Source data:
- Opening Delimiter -

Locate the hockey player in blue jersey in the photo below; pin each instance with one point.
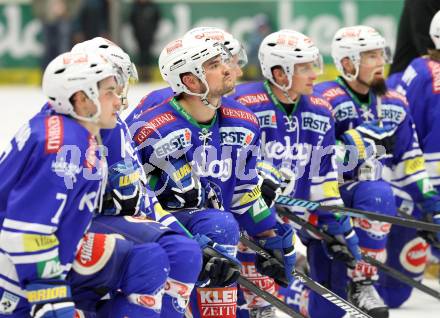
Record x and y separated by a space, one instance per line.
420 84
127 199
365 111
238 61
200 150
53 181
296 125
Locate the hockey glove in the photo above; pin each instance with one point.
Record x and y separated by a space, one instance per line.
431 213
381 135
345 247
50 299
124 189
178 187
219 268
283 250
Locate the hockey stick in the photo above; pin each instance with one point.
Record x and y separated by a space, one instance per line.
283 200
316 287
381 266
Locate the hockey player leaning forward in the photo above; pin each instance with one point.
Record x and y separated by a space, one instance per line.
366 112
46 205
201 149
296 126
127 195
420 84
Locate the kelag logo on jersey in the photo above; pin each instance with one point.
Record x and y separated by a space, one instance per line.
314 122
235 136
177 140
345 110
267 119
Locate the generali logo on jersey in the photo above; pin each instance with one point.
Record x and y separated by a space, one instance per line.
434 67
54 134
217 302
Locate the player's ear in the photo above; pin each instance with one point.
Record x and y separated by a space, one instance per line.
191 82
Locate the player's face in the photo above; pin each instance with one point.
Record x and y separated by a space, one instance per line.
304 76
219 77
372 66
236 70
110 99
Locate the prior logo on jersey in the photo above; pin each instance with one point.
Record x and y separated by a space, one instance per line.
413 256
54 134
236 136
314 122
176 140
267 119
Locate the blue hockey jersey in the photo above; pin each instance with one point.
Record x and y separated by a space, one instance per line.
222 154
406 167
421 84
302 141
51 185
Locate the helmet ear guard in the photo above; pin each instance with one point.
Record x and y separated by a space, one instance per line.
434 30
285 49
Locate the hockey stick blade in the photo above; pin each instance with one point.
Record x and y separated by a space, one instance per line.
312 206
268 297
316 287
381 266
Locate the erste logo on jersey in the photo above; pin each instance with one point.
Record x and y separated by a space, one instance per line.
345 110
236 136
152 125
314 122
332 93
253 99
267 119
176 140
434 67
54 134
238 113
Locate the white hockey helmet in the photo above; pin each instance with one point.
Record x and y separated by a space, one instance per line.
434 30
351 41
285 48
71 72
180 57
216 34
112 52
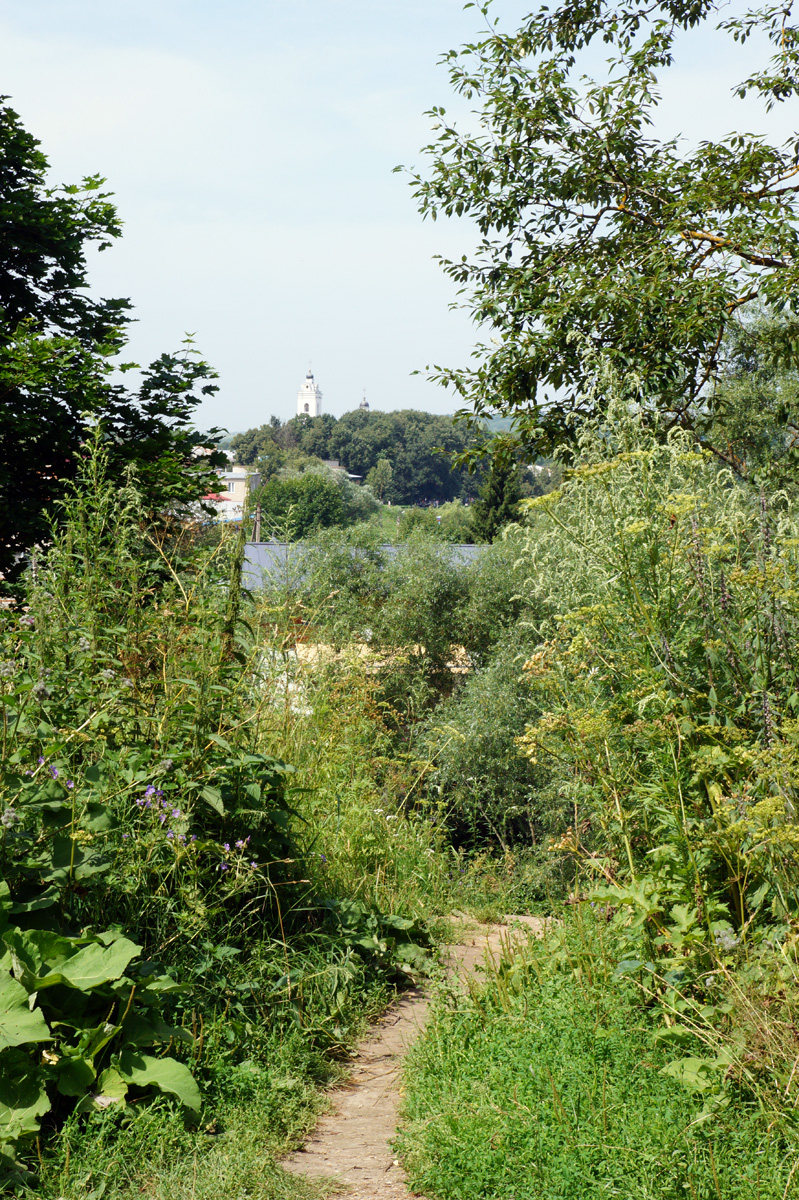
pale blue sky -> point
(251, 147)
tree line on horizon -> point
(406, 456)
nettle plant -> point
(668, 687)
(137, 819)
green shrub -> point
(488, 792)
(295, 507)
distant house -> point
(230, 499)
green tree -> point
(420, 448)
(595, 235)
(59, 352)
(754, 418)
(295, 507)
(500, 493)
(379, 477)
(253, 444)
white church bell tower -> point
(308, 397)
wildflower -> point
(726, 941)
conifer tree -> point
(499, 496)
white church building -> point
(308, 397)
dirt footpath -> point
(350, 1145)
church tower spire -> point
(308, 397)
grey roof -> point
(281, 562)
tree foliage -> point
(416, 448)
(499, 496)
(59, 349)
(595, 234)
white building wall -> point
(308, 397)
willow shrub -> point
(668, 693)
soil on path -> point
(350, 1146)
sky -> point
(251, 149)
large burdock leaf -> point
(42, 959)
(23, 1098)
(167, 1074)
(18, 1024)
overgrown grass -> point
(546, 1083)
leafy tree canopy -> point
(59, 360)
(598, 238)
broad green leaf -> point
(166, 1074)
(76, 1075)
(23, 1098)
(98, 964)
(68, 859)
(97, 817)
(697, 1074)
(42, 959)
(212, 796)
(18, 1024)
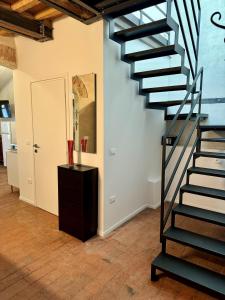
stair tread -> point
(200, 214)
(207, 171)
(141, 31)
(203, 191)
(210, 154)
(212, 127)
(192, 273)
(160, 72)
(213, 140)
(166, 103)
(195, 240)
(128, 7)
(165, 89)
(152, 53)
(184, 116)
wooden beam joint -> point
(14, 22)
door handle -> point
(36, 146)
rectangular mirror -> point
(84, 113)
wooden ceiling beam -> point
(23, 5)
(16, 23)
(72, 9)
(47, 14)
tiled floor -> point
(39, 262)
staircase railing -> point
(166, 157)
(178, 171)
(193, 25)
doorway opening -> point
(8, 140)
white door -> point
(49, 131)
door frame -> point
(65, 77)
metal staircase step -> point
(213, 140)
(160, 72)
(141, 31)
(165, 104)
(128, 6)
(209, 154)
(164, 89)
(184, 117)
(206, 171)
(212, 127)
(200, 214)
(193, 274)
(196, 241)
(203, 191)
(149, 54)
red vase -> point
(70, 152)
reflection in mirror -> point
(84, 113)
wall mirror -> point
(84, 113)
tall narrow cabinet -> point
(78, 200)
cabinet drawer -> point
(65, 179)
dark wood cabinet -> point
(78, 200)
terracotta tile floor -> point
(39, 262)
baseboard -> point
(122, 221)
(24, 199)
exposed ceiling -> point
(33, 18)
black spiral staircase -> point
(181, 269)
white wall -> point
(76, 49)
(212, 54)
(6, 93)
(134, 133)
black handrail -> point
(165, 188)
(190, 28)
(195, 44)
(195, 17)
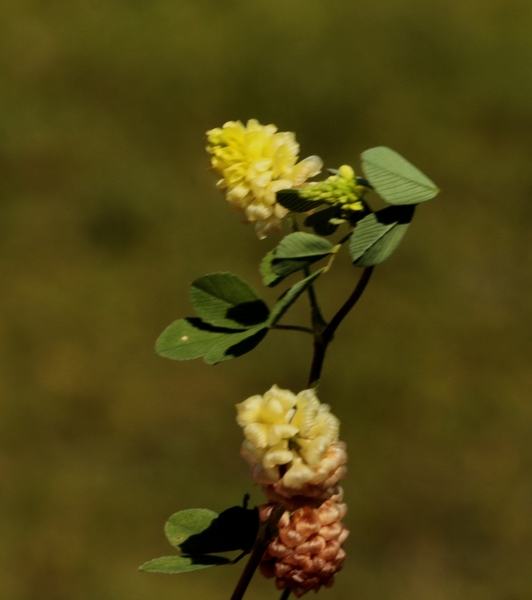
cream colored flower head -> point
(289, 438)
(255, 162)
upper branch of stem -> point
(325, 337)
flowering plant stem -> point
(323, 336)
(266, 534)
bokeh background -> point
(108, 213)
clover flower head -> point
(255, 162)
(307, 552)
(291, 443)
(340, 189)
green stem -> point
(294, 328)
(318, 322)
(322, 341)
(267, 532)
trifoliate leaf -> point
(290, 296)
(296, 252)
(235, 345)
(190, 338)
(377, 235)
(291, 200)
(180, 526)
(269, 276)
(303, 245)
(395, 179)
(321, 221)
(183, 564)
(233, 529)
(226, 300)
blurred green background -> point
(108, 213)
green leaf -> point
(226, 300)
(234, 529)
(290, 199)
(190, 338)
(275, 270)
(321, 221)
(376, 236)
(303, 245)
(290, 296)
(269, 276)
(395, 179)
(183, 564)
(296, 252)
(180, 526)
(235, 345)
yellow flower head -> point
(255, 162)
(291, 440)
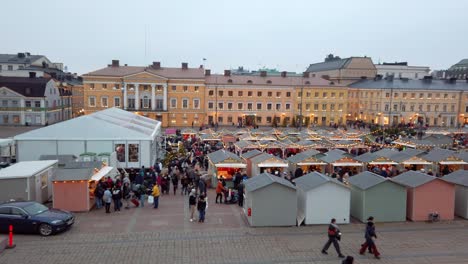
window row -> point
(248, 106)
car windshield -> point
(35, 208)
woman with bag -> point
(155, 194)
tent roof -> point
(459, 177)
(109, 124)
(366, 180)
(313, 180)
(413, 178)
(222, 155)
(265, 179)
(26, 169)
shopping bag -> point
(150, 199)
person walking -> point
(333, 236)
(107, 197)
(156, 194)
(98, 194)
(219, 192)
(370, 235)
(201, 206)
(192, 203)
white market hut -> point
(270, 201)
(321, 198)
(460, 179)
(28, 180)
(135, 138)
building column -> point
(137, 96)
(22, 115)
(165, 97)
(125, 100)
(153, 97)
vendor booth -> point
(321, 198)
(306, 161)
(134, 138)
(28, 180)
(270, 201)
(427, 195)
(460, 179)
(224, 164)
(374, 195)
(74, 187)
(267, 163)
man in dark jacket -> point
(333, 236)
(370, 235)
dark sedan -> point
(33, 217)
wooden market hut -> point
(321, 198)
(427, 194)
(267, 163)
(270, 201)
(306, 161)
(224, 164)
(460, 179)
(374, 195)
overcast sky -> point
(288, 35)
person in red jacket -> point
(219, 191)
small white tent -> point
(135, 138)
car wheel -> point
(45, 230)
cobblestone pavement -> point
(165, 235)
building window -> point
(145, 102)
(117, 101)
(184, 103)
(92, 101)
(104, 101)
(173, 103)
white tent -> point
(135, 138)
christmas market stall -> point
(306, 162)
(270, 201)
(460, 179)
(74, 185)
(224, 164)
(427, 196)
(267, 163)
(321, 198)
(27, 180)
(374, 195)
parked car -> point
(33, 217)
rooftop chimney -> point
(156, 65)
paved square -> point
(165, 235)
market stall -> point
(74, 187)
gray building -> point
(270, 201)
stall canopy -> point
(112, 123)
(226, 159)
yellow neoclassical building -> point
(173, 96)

- Closing Delimiter -

* _Work to be completed_:
Transcribe all of the lines above exactly as given. The pictures stay out.

* _Answer area_:
Locate the hockey player in blue jersey in the photo below; pin each instance with one point.
Record x and y separated by a space, one instance per line.
420 84
127 199
365 111
238 61
200 150
53 181
296 125
Locate the hockey glove in the photo above; pin each instance with one point.
Record x and y separated by a space, one instance per line.
431 213
381 135
345 247
50 299
124 189
178 187
219 268
283 250
Locate the hockey stick in the photo above; pin each instance with one point.
Record x and y separated by a space, one instance per line.
283 200
316 287
381 266
Locate the hockey player leaning forward in the photo above; pin each instance with one point.
Record x and y separated by a space, one instance per line.
366 112
46 205
201 149
296 126
127 195
420 84
Locate the kelag logo on jersey in the photo above; pin each instance with one point.
Record x and y separated by a space, one instance per line.
314 122
235 136
177 140
345 110
267 119
Locate the generali logo on jersey in the photo above; pin each instance with one point.
Record x and y separated by a space, one instance per line.
434 67
54 134
217 302
Locate the player's ear in the photo above; pin each instance with one point.
Record x and y separated by a space, one instance per line.
191 82
Locate the player's face in the photo above; pin each instance with one point.
Record x and y separated by a space, one instance per line.
304 76
219 77
372 66
236 70
110 99
Locate the prior logo on jersey in the photo above; pin each instance with one point.
Record x and y separated by a space, one instance per line.
413 256
54 134
236 136
314 122
176 140
267 119
Locate the blue hockey jersey in the photo above; pin each instance with one point.
Record x and y separated by a space, one instance per line.
222 154
406 167
421 84
302 141
51 185
Locate the helmet ear guard in the photo above; pin each instance with one point.
Record x and y separated by a space, one instance per line.
434 30
285 49
Locate the hockey stick blade in the photo above; pin each instance with one point.
Record x and y separated by a space, one instance per line.
312 206
268 297
316 287
381 266
Locate the erste logo on jersey in the photo above; pin each instance with one point.
Record x and y separated by a space, one instance per line.
345 110
236 136
152 125
314 122
332 93
253 99
267 119
176 140
434 67
54 134
238 113
Locate the white hockey helmet in the photo above; pin each instance with one point.
Record x and y separated by a space, one instance per line.
434 30
351 41
285 48
71 72
180 57
216 34
112 52
pale blue sky -> point
(251, 147)
tree line on horizon -> point
(406, 456)
nettle plant -> point
(668, 687)
(137, 819)
green shrub -> point
(488, 792)
(295, 507)
distant house -> point
(230, 499)
green tree -> point
(420, 448)
(595, 235)
(59, 352)
(754, 418)
(295, 507)
(500, 493)
(379, 477)
(253, 444)
white church bell tower -> point
(308, 397)
wildflower -> point
(726, 941)
conifer tree -> point
(499, 496)
white church building -> point
(308, 397)
dirt footpath -> point
(350, 1145)
church tower spire -> point
(308, 397)
grey roof -> point
(281, 562)
tree foliage -> point
(416, 448)
(499, 496)
(59, 349)
(595, 234)
white building wall -> point
(308, 397)
willow shrub -> point
(668, 693)
soil on path -> point
(350, 1146)
sky -> point
(251, 149)
large burdock leaf -> point
(42, 959)
(23, 1098)
(167, 1074)
(18, 1024)
overgrown grass -> point
(546, 1083)
leafy tree canopy -> point
(59, 360)
(598, 238)
broad green leaf -> point
(166, 1074)
(76, 1075)
(23, 1098)
(98, 964)
(68, 859)
(97, 817)
(697, 1074)
(42, 959)
(212, 796)
(18, 1024)
stair tread -> point
(200, 214)
(207, 171)
(141, 31)
(203, 191)
(210, 154)
(212, 127)
(192, 273)
(160, 72)
(213, 140)
(166, 103)
(195, 240)
(128, 7)
(165, 89)
(152, 53)
(184, 116)
wooden beam joint -> point
(14, 22)
door handle -> point
(36, 146)
rectangular mirror -> point
(84, 113)
wooden ceiling beam -> point
(23, 5)
(16, 23)
(72, 9)
(47, 14)
tiled floor -> point
(39, 262)
staircase railing -> point
(166, 157)
(178, 171)
(193, 25)
doorway opening -> point
(8, 140)
white door -> point
(49, 131)
door frame -> point
(65, 77)
metal staircase step -> point
(213, 140)
(160, 72)
(141, 31)
(165, 104)
(128, 6)
(209, 154)
(164, 89)
(184, 117)
(206, 171)
(212, 127)
(200, 214)
(193, 274)
(196, 241)
(203, 191)
(149, 54)
red vase -> point
(70, 152)
reflection in mirror -> point
(84, 113)
wall mirror -> point
(84, 113)
tall narrow cabinet -> point
(78, 200)
cabinet drawer -> point
(65, 179)
dark wood cabinet -> point
(78, 200)
terracotta tile floor -> point
(39, 262)
baseboard -> point
(122, 221)
(24, 199)
exposed ceiling -> point
(33, 18)
black spiral staircase -> point
(181, 269)
white wall -> point
(76, 49)
(212, 54)
(6, 93)
(134, 133)
black handrail -> point
(165, 188)
(190, 28)
(195, 44)
(195, 17)
cream colored flower head -> point
(289, 438)
(255, 162)
upper branch of stem -> point
(325, 337)
flowering plant stem -> point
(323, 336)
(266, 534)
bokeh background -> point
(108, 213)
clover flower head -> point
(255, 162)
(307, 552)
(291, 443)
(340, 189)
green stem -> point
(294, 328)
(318, 322)
(322, 341)
(267, 532)
trifoliate leaf -> point
(290, 296)
(296, 252)
(235, 345)
(190, 338)
(377, 235)
(291, 200)
(180, 526)
(269, 276)
(303, 245)
(395, 179)
(321, 221)
(183, 564)
(233, 529)
(226, 300)
blurred green background -> point
(108, 213)
green leaf -> point
(226, 300)
(234, 529)
(290, 199)
(190, 338)
(275, 270)
(321, 221)
(376, 236)
(303, 245)
(290, 296)
(269, 276)
(395, 179)
(183, 564)
(296, 252)
(180, 526)
(235, 345)
yellow flower head -> point
(255, 162)
(291, 440)
window row -> point
(248, 106)
car windshield -> point
(35, 208)
woman with bag -> point
(155, 194)
tent roof -> point
(459, 177)
(109, 124)
(366, 180)
(313, 180)
(413, 178)
(222, 155)
(265, 179)
(26, 169)
shopping bag -> point
(150, 199)
person walking -> point
(333, 236)
(107, 197)
(156, 194)
(98, 194)
(219, 192)
(370, 235)
(201, 206)
(192, 203)
white market hut -> point
(270, 201)
(321, 198)
(460, 179)
(28, 180)
(135, 138)
building column -> point
(137, 96)
(22, 115)
(165, 97)
(125, 100)
(153, 97)
vendor booth -> point
(321, 198)
(306, 161)
(134, 138)
(28, 180)
(270, 201)
(427, 195)
(460, 179)
(224, 164)
(374, 195)
(74, 187)
(267, 163)
man in dark jacket -> point
(333, 236)
(370, 235)
dark sedan -> point
(33, 217)
wooden market hut -> point
(321, 198)
(427, 194)
(267, 163)
(270, 201)
(306, 161)
(224, 164)
(460, 179)
(374, 195)
overcast sky -> point
(288, 35)
person in red jacket -> point
(219, 191)
small white tent -> point
(135, 138)
car wheel -> point
(45, 230)
cobblestone pavement -> point
(165, 235)
building window -> point
(145, 102)
(117, 101)
(184, 103)
(92, 101)
(104, 101)
(173, 103)
white tent -> point
(135, 138)
christmas market stall -> point
(306, 162)
(270, 201)
(460, 179)
(74, 185)
(224, 164)
(427, 196)
(267, 163)
(321, 198)
(27, 180)
(374, 195)
parked car -> point
(33, 217)
rooftop chimney -> point
(156, 65)
paved square -> point
(165, 235)
market stall -> point
(74, 187)
gray building -> point
(270, 201)
stall canopy -> point
(112, 123)
(226, 159)
yellow neoclassical building -> point
(173, 96)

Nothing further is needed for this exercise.